(WRITTEN EXERCISE): Count the lines of the material below that contain the word "shirt". Reply with only that number.
— START RECORDS FOR THE EXERCISE —
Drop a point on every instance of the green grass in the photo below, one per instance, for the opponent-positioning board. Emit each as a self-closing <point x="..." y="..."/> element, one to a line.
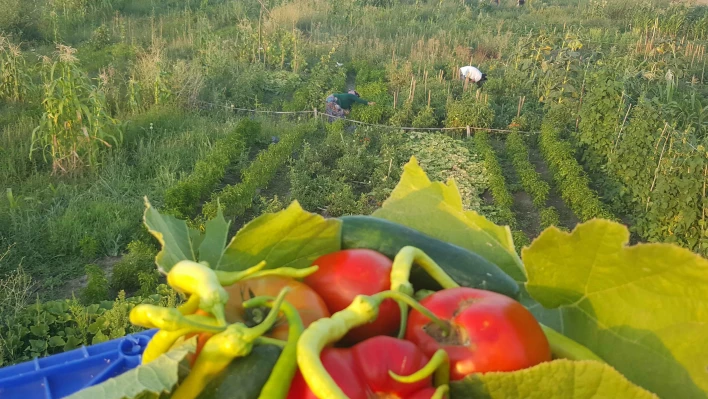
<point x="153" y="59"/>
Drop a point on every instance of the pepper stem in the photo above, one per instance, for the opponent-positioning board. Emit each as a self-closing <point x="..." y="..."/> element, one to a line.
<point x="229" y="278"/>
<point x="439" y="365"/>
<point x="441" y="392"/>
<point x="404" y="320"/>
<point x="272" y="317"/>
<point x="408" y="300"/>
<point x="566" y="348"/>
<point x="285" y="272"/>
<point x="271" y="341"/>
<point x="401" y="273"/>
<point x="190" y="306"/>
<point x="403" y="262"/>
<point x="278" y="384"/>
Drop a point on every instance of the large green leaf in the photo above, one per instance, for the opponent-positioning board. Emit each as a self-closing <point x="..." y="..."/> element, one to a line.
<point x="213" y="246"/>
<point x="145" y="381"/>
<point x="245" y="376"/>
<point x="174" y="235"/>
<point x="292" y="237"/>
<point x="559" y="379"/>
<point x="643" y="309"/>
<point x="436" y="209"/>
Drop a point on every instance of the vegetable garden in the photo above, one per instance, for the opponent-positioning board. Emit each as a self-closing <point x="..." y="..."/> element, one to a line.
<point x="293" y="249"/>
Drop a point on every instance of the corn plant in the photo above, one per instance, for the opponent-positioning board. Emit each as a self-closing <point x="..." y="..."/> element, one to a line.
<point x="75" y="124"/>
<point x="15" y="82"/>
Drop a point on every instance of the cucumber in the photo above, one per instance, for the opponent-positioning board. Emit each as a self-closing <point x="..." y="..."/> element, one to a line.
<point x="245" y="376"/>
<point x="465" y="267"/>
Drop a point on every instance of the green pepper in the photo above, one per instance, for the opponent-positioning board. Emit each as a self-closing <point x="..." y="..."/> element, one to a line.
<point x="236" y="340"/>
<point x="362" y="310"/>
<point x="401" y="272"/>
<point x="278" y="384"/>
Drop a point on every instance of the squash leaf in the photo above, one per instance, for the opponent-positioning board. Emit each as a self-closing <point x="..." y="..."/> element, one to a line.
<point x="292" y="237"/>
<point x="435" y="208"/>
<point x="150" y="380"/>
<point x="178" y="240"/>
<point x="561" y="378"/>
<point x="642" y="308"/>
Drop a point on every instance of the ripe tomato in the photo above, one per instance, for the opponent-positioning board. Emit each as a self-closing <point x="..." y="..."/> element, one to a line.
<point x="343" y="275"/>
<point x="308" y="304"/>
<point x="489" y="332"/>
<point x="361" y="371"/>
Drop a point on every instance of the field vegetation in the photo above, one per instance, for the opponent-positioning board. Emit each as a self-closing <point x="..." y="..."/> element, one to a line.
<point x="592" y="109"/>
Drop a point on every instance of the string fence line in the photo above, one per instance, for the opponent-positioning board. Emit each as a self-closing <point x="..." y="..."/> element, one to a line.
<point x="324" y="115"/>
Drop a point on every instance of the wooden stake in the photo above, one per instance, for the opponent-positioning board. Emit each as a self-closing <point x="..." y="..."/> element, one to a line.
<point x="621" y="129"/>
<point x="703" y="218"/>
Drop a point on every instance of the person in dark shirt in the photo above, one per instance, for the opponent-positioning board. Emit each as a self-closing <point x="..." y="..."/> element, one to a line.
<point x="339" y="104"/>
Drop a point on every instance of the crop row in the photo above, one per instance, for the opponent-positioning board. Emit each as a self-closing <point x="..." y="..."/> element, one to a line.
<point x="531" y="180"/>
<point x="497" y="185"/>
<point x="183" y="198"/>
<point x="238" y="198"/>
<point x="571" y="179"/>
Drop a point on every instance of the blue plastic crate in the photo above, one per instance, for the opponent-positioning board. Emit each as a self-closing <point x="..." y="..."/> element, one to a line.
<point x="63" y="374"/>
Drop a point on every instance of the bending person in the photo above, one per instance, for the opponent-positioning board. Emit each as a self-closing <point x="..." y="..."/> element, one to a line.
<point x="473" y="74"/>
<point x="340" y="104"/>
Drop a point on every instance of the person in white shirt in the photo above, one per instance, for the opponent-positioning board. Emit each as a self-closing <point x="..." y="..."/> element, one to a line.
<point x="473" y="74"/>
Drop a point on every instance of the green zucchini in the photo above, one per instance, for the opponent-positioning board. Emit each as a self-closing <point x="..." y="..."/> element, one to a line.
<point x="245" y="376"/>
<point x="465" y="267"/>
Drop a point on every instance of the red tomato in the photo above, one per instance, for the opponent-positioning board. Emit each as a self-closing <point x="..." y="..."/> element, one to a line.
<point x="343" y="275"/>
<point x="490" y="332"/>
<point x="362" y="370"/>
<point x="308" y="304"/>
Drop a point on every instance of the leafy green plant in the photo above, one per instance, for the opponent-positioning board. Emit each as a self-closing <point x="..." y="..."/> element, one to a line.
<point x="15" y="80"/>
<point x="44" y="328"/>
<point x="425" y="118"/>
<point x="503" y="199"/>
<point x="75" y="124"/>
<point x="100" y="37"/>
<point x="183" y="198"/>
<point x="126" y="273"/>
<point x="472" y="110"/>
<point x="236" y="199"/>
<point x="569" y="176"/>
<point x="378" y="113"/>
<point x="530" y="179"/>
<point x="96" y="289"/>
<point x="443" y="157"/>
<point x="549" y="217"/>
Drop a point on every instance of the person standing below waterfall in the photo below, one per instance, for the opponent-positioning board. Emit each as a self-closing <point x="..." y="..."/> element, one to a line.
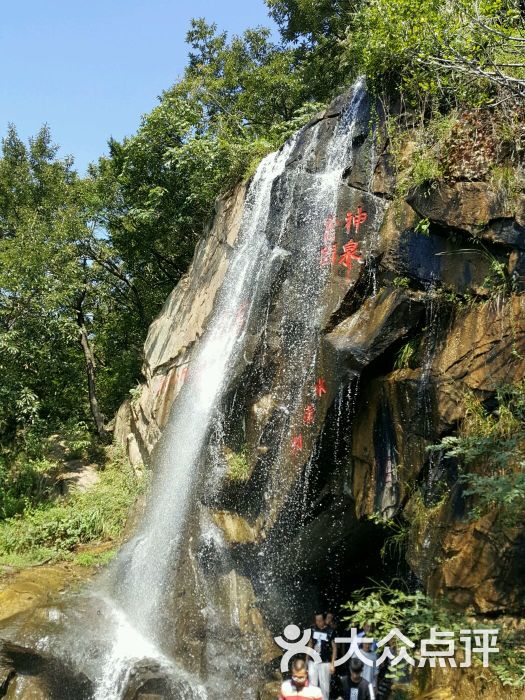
— END RECORDS FOR THE EXERCISE —
(IN RESPONSE): 2